* [Dataset records]:
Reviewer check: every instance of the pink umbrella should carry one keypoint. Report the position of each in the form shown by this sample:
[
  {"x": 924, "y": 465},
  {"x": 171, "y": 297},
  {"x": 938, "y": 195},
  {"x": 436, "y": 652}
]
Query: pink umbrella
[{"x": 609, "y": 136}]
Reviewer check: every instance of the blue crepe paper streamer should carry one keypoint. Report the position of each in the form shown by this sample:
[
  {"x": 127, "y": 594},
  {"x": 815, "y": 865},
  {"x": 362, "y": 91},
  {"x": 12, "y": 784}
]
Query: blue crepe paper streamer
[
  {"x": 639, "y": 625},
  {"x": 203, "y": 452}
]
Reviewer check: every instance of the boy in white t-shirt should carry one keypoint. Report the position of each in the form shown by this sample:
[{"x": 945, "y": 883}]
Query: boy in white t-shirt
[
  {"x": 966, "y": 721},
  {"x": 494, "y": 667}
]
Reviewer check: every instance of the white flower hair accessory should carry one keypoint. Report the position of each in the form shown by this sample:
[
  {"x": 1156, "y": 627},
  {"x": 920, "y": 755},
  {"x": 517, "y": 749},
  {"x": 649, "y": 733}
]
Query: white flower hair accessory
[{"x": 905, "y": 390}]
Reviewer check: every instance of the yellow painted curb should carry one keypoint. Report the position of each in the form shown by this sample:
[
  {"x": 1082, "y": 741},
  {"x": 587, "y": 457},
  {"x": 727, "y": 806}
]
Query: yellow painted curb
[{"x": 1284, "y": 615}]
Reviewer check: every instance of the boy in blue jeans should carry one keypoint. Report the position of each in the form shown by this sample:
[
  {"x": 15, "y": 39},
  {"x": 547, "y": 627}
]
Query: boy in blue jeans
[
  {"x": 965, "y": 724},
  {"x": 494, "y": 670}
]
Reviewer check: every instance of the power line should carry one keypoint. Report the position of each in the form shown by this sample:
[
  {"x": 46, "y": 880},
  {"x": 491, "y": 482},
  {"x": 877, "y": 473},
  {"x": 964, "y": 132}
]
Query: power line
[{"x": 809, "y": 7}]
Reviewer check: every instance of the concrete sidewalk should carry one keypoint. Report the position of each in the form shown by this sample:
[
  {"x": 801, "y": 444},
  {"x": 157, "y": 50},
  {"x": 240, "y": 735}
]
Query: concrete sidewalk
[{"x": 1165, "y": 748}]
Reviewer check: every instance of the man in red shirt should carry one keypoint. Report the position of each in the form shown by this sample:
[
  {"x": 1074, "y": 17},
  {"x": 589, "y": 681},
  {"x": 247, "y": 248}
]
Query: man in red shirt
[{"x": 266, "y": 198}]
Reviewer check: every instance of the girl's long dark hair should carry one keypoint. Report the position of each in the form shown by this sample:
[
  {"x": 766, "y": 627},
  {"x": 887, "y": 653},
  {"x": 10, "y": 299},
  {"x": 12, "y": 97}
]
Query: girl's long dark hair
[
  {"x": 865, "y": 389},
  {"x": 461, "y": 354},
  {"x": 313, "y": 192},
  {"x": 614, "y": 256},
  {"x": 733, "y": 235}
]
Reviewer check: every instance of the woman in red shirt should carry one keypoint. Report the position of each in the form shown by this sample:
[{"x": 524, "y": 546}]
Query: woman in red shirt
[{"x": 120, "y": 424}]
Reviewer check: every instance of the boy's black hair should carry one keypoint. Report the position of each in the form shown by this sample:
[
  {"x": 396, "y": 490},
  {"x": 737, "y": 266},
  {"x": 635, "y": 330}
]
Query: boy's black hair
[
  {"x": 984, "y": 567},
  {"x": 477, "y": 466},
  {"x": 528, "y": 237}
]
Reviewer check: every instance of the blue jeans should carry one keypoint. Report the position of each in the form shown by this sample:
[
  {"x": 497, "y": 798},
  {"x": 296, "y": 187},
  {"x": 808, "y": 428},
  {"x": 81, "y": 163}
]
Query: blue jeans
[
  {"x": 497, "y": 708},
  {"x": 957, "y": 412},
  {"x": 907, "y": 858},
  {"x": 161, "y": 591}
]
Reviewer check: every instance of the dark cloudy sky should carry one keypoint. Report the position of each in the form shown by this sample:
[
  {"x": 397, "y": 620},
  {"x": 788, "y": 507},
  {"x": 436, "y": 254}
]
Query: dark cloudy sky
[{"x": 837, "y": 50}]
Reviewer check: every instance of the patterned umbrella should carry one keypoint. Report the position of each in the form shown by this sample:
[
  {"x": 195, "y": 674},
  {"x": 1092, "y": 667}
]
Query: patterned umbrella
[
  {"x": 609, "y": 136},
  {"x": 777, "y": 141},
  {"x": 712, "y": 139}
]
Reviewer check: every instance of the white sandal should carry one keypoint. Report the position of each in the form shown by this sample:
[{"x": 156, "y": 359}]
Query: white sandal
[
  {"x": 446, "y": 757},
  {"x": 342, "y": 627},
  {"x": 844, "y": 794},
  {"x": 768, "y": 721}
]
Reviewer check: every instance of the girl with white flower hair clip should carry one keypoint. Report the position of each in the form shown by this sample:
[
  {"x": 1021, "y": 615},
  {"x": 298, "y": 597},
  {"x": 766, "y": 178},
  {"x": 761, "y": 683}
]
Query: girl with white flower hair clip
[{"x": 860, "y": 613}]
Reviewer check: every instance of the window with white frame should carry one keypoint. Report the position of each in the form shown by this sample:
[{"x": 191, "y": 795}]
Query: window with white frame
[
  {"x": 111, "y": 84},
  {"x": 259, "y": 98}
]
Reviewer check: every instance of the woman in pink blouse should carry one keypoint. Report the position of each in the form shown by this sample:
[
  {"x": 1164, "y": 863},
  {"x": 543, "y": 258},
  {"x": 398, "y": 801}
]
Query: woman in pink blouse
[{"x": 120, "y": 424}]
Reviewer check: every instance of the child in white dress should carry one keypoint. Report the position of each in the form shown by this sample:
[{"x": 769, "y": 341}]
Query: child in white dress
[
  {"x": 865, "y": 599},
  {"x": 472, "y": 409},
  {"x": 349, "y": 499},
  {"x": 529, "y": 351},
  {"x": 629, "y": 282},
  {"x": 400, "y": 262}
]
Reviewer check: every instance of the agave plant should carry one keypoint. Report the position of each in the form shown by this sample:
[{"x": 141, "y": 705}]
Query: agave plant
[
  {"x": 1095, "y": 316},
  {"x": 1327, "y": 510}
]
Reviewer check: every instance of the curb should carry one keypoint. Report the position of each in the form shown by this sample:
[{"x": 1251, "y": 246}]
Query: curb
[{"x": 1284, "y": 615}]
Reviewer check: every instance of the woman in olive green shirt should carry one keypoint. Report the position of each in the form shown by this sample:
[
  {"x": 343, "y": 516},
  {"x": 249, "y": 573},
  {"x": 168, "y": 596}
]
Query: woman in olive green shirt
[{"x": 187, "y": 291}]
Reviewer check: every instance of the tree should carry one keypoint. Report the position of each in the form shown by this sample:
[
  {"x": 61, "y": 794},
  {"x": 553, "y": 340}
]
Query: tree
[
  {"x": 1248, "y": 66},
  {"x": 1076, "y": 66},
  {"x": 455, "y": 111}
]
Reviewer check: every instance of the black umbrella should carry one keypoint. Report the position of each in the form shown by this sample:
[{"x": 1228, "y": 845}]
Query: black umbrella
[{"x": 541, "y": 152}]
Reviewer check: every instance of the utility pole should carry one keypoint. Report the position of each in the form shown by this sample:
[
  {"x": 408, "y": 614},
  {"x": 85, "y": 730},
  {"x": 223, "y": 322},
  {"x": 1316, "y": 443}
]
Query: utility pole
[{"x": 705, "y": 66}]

* [What you have to do]:
Return the records in full, exactly as they read.

* [Solution for this task]:
Reviewer check: every instance of the pink umbrella should carry one keypoint. Report the position of each in the form shown by this sample:
[
  {"x": 924, "y": 465},
  {"x": 171, "y": 297},
  {"x": 938, "y": 195},
  {"x": 436, "y": 652}
]
Query: pink umbrella
[{"x": 609, "y": 136}]
Reviewer check: every instance of the blue crepe paper streamer should carry one keypoint. Report the position of each in the form shown by this sample:
[
  {"x": 127, "y": 594},
  {"x": 815, "y": 865},
  {"x": 362, "y": 91},
  {"x": 12, "y": 784}
]
Query: blue crepe paper streamer
[
  {"x": 639, "y": 625},
  {"x": 203, "y": 452}
]
Reviewer check: every instance of the boy in white t-shirt should carry one keypoint. Report the position of each in the form shown by this sample:
[{"x": 945, "y": 883}]
Query: boy in white t-shirt
[
  {"x": 966, "y": 721},
  {"x": 494, "y": 667}
]
Reviewer check: every instance of the white flower hair accessory should carry one keypoint. Report the position of each in the form shown by this sample:
[
  {"x": 1156, "y": 627},
  {"x": 920, "y": 755},
  {"x": 517, "y": 749},
  {"x": 649, "y": 733}
]
Query: white flower hair accessory
[{"x": 905, "y": 390}]
Reviewer check: every instance of the yellow painted curb should carry one keypoint. Report the position of each in the form shown by this sample:
[
  {"x": 1082, "y": 741},
  {"x": 587, "y": 457},
  {"x": 727, "y": 806}
]
Query: yellow painted curb
[{"x": 1284, "y": 615}]
Reviewer check: every instance of the boy in blue jeans should carry one keypoint. Report the position of each in the form shown by this sample:
[
  {"x": 15, "y": 39},
  {"x": 547, "y": 627}
]
Query: boy in blue jeans
[
  {"x": 965, "y": 724},
  {"x": 494, "y": 670}
]
Reviewer check: every instance of the power line should carry one keypoint. Report the position of each in the form shown by this sample:
[
  {"x": 46, "y": 880},
  {"x": 491, "y": 482},
  {"x": 877, "y": 473},
  {"x": 964, "y": 132}
]
Query: power line
[{"x": 809, "y": 7}]
Reviewer check: every instance of the concrete sidewalk should carry one keypoint. Report the position of each in the form shown by this sample:
[
  {"x": 801, "y": 444},
  {"x": 157, "y": 50},
  {"x": 240, "y": 735}
]
Query: concrete sidewalk
[{"x": 1165, "y": 748}]
Reviewer check: every instance of the man in red shirt should carry one keypoint. Report the position of each in the form shown by this sample:
[
  {"x": 1074, "y": 17},
  {"x": 589, "y": 681},
  {"x": 247, "y": 248}
]
Query: man in red shirt
[{"x": 266, "y": 198}]
Reviewer check: every instance of the girl's long dark hair should carry one keypoint. Report the position of each in the form shown by this sample:
[
  {"x": 766, "y": 627},
  {"x": 887, "y": 653},
  {"x": 10, "y": 299},
  {"x": 12, "y": 97}
]
Query: girl's long dark hair
[
  {"x": 865, "y": 389},
  {"x": 461, "y": 354},
  {"x": 313, "y": 192},
  {"x": 614, "y": 256},
  {"x": 733, "y": 235}
]
Reviewer check: every instance of the woman in red shirt should carry one keypoint. Report the position of each in the form shown by this sample:
[{"x": 524, "y": 546}]
Query: woman in red shirt
[{"x": 120, "y": 424}]
Reviewer check: every instance of the boy's black hair should carry one keypoint. Report the position of each in the form shown by this sample:
[
  {"x": 396, "y": 490},
  {"x": 737, "y": 266},
  {"x": 635, "y": 330}
]
Query: boy's black hair
[
  {"x": 984, "y": 567},
  {"x": 477, "y": 466},
  {"x": 528, "y": 237}
]
Reviewer check: every instance of the blue jeans should carry one keypoint. Report the position of each in the form shown by this sample:
[
  {"x": 497, "y": 798},
  {"x": 296, "y": 187},
  {"x": 808, "y": 428},
  {"x": 81, "y": 163}
]
Query: blue jeans
[
  {"x": 497, "y": 708},
  {"x": 957, "y": 412},
  {"x": 907, "y": 858},
  {"x": 161, "y": 591}
]
Reviewer check: every instance of the dark cloudy sky should carry one keypoint. Report the position of each in the form shown by this sample:
[
  {"x": 397, "y": 620},
  {"x": 788, "y": 507},
  {"x": 436, "y": 254}
]
Query: dark cloudy sky
[{"x": 837, "y": 50}]
Reviewer check: every instance of the patterned umbrella should carry one keypoint. Report the position of each in the form shown by this sample:
[
  {"x": 195, "y": 674},
  {"x": 1092, "y": 667}
]
Query: patterned umbrella
[
  {"x": 609, "y": 136},
  {"x": 777, "y": 141},
  {"x": 712, "y": 139}
]
Reviewer check: every instance of the white sandal should carry one keypoint. Report the position of each in the form shown by this sample:
[{"x": 156, "y": 359}]
Query: white sandal
[
  {"x": 446, "y": 757},
  {"x": 342, "y": 627},
  {"x": 844, "y": 794},
  {"x": 768, "y": 721}
]
Reviewer check: every instance of the girl with white flower hair clip should carry one keypoint. Report the position of each in the form shown by this sample:
[
  {"x": 1021, "y": 615},
  {"x": 298, "y": 597},
  {"x": 766, "y": 178},
  {"x": 761, "y": 683}
]
Query: girl with white flower hair clip
[{"x": 860, "y": 613}]
Reviewer check: every instance of the window with white frame should carry one keypoint. Report the position of each in the form shown by this sample:
[{"x": 191, "y": 795}]
Query: window with white frame
[
  {"x": 111, "y": 84},
  {"x": 259, "y": 98}
]
Reviewer check: every instance of the woman in pink blouse should carry one keypoint. Report the position of each in the form shown by this sample:
[
  {"x": 1164, "y": 863},
  {"x": 543, "y": 258},
  {"x": 398, "y": 801}
]
Query: woman in pink blouse
[{"x": 120, "y": 424}]
Reviewer check: every instance of the child in white dress should carry one keypoint. Report the position of each in the form shown by this sample:
[{"x": 769, "y": 341}]
Query: child in white dress
[
  {"x": 865, "y": 599},
  {"x": 472, "y": 409},
  {"x": 349, "y": 499},
  {"x": 529, "y": 351},
  {"x": 629, "y": 282},
  {"x": 400, "y": 262}
]
Reviewer check: every instance of the agave plant should carry one keypoint. Report the position of each in the form shown by this sample:
[{"x": 141, "y": 705}]
Query: agave plant
[
  {"x": 1095, "y": 316},
  {"x": 1327, "y": 510}
]
Reviewer check: every instance of the curb should carry one keypoint. Report the position of each in the form shown by this sample:
[{"x": 1251, "y": 246}]
Query: curb
[{"x": 1284, "y": 615}]
Reviewer check: every instance of the woman in olive green shirt should carry one keypoint. Report the position of each in the form shown by this sample:
[
  {"x": 343, "y": 516},
  {"x": 249, "y": 573},
  {"x": 168, "y": 596}
]
Query: woman in olive green shirt
[{"x": 187, "y": 291}]
Reviewer check: every instance of the tree should carry one keypoint. Report the position of each in the form shown by this sample:
[
  {"x": 61, "y": 794},
  {"x": 553, "y": 340}
]
Query: tree
[
  {"x": 1248, "y": 66},
  {"x": 1076, "y": 66},
  {"x": 455, "y": 111}
]
Reviewer check: every instance of the black umbrella should carry one keypoint. Report the position of each in the form shown by this sample:
[{"x": 1228, "y": 845}]
Query: black umbrella
[{"x": 541, "y": 152}]
Reviewer check: every instance of the utility pole should carry one keypoint. Report the position of each in the form shown by this sample:
[
  {"x": 408, "y": 614},
  {"x": 85, "y": 730},
  {"x": 223, "y": 322},
  {"x": 1316, "y": 443}
]
Query: utility pole
[{"x": 705, "y": 66}]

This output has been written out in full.